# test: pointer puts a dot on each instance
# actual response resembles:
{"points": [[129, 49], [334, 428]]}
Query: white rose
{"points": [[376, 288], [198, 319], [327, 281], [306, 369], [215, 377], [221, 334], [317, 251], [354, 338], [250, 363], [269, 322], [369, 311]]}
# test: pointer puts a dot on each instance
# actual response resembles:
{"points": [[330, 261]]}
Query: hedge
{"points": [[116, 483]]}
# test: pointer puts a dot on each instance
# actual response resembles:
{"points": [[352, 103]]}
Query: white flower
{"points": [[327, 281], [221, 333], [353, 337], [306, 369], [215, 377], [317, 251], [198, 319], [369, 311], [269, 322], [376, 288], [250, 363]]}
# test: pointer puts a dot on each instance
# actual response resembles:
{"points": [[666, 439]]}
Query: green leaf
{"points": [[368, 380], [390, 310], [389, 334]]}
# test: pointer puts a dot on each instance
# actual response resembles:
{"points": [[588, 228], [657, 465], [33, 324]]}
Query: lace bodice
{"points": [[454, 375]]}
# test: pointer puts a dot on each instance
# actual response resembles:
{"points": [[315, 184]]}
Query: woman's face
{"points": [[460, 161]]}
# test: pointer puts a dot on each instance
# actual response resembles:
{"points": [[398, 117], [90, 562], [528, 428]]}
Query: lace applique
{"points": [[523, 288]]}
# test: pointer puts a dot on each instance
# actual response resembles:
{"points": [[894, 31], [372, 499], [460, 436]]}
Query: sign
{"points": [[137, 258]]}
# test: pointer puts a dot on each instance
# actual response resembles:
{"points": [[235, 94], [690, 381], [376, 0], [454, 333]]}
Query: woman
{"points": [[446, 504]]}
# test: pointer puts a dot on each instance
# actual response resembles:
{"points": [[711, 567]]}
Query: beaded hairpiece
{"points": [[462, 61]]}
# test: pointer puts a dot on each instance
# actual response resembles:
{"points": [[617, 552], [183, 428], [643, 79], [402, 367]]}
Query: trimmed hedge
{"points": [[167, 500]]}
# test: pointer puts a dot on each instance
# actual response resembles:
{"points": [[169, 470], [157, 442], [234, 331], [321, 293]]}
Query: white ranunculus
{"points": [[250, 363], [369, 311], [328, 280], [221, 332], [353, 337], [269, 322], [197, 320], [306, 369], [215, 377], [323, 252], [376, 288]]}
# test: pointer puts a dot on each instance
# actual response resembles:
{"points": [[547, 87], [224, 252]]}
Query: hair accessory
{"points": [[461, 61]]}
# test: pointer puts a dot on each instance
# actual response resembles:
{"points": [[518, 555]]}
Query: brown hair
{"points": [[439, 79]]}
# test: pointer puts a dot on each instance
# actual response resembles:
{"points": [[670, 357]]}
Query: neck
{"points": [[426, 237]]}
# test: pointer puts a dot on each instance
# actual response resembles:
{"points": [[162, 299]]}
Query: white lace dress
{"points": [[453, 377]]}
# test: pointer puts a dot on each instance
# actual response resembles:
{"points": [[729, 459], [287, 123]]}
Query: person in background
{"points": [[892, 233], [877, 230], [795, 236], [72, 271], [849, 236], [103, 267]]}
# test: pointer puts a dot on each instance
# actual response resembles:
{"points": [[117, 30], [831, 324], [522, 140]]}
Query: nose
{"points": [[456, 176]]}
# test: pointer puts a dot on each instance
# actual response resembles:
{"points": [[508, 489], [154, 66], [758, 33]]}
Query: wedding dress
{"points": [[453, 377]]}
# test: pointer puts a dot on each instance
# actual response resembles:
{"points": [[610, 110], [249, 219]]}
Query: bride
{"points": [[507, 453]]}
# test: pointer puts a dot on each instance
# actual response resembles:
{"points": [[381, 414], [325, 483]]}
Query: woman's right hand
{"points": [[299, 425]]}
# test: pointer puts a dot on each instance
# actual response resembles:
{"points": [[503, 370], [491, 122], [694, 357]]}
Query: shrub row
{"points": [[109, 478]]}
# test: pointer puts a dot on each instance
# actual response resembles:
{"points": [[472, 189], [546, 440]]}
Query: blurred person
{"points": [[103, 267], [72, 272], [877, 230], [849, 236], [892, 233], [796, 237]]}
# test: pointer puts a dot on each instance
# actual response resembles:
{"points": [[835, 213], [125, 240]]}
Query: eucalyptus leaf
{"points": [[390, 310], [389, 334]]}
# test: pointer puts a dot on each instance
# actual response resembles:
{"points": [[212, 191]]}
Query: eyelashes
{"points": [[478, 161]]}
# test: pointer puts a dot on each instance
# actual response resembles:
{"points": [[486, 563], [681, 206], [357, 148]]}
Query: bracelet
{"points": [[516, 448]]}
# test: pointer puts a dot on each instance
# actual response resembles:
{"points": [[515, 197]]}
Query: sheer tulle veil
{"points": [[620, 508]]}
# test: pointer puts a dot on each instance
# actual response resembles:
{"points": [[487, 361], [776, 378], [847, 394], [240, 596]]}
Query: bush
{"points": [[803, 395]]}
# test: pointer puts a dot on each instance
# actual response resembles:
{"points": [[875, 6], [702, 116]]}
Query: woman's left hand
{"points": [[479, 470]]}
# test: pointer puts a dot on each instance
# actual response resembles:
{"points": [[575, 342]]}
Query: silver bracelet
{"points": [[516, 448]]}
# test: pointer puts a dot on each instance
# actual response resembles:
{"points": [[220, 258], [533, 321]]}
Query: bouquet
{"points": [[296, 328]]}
▬▬▬
The full set of entries, copied exactly, is the expected answer.

■ **TASK RESPONSE**:
# test: pointer puts a dot on each instance
# actual response resembles:
{"points": [[129, 49], [334, 428]]}
Query: white rose
{"points": [[376, 288], [198, 319], [327, 281], [306, 369], [215, 377], [221, 334], [317, 251], [354, 338], [250, 363], [269, 322], [369, 311]]}
# test: pointer puts a dot on each instance
# actual response resembles:
{"points": [[330, 261]]}
Query: hedge
{"points": [[116, 483]]}
# test: pointer puts a dot on each instance
# actual response resembles:
{"points": [[352, 103]]}
Query: white flower
{"points": [[327, 281], [221, 333], [353, 337], [306, 369], [215, 377], [317, 251], [198, 319], [369, 311], [269, 322], [376, 288], [250, 363]]}
# test: pointer puts a dot on each instance
# actual response resembles:
{"points": [[666, 439]]}
Query: green leaf
{"points": [[368, 380], [390, 310], [389, 334]]}
# test: pointer puts a dot on each instance
# actual response resembles:
{"points": [[588, 228], [657, 465], [33, 324]]}
Query: lace bodice
{"points": [[454, 375]]}
# test: pointer puts a dot on each instance
# actual response resembles:
{"points": [[315, 184]]}
Query: woman's face
{"points": [[460, 161]]}
# test: pointer puts a dot on each instance
# actual response resembles:
{"points": [[398, 117], [90, 562], [528, 428]]}
Query: lace applique
{"points": [[523, 288]]}
# test: pointer puts a dot on each instance
# actual response resembles:
{"points": [[894, 31], [372, 499], [460, 436]]}
Query: sign
{"points": [[137, 258]]}
# test: pointer puts a dot on each instance
# actual response resembles:
{"points": [[235, 94], [690, 381], [376, 0], [454, 333]]}
Query: woman
{"points": [[446, 504]]}
# test: pointer puts a dot on each instance
# actual response resembles:
{"points": [[711, 567]]}
Query: beaded hairpiece
{"points": [[462, 61]]}
# test: pointer puts a dot on each instance
# actual response resembles:
{"points": [[617, 552], [183, 428], [643, 79], [402, 367]]}
Query: trimmed hedge
{"points": [[167, 500]]}
# test: pointer puts a dot on each instance
# actual response resembles:
{"points": [[169, 470], [157, 442], [234, 331], [321, 293]]}
Query: white ranunculus
{"points": [[250, 363], [369, 311], [328, 280], [221, 332], [353, 337], [269, 322], [197, 320], [306, 369], [215, 377], [323, 252], [376, 288]]}
# test: pointer puts a dot on each instance
# actual response resembles:
{"points": [[547, 87], [224, 252]]}
Query: hair accessory
{"points": [[461, 61]]}
# test: pointer puts a dot on each instance
# actual response resembles:
{"points": [[518, 555]]}
Query: brown hair
{"points": [[439, 79]]}
# test: pointer puts a dot on each instance
# actual response resembles:
{"points": [[670, 357]]}
Query: neck
{"points": [[426, 237]]}
# test: pointer puts a dot on each instance
# actual response resembles:
{"points": [[162, 299]]}
Query: white lace dress
{"points": [[453, 377]]}
# test: pointer puts a dot on each instance
# actual response resembles:
{"points": [[729, 459], [287, 123]]}
Query: person in background
{"points": [[892, 233], [877, 230], [795, 236], [72, 271], [849, 236], [103, 267]]}
# test: pointer puts a dot on each instance
# actual response resembles:
{"points": [[117, 30], [831, 324], [522, 140]]}
Query: nose
{"points": [[456, 176]]}
# test: pointer puts a dot on each instance
# actual response resembles:
{"points": [[508, 489], [154, 66], [758, 33]]}
Query: wedding dress
{"points": [[453, 377]]}
# test: pointer puts a dot on each instance
# actual response resembles:
{"points": [[610, 110], [249, 219]]}
Query: bride
{"points": [[507, 453]]}
# test: pointer puts a dot on each instance
# actual response resembles:
{"points": [[381, 414], [325, 483]]}
Query: woman's right hand
{"points": [[299, 425]]}
# test: pointer puts a dot on each instance
# actual response resembles:
{"points": [[503, 370], [491, 122], [694, 357]]}
Query: shrub row
{"points": [[109, 478]]}
# test: pointer puts a dot on each instance
# actual response resembles:
{"points": [[472, 189], [546, 440]]}
Query: blurred person
{"points": [[103, 267], [72, 272], [877, 230], [849, 236], [892, 233], [796, 237]]}
# test: pointer puts a dot on each instance
# actual response resembles:
{"points": [[835, 213], [125, 240]]}
Query: eucalyptus leaf
{"points": [[390, 310], [389, 334]]}
# test: pointer puts a dot on each instance
# actual response resembles:
{"points": [[212, 191]]}
Query: eyelashes
{"points": [[478, 161]]}
# test: pointer puts a dot on each instance
# actual response resembles:
{"points": [[486, 563], [681, 206], [357, 148]]}
Query: bracelet
{"points": [[516, 448]]}
# test: pointer puts a dot on each instance
# actual response resembles:
{"points": [[515, 197]]}
Query: sheer tulle veil
{"points": [[620, 508]]}
# test: pointer puts a dot on each instance
# actual response resembles:
{"points": [[487, 361], [776, 378], [847, 394], [240, 596]]}
Query: bush
{"points": [[803, 395]]}
# test: pointer puts a dot on each instance
# actual response resembles:
{"points": [[875, 6], [702, 116]]}
Query: woman's left hand
{"points": [[479, 470]]}
# test: pointer puts a dot on each instance
# actual response resembles:
{"points": [[575, 342]]}
Query: silver bracelet
{"points": [[516, 448]]}
# test: pointer puts a dot on each instance
# actual response resembles:
{"points": [[220, 258], [533, 321]]}
Query: bouquet
{"points": [[296, 328]]}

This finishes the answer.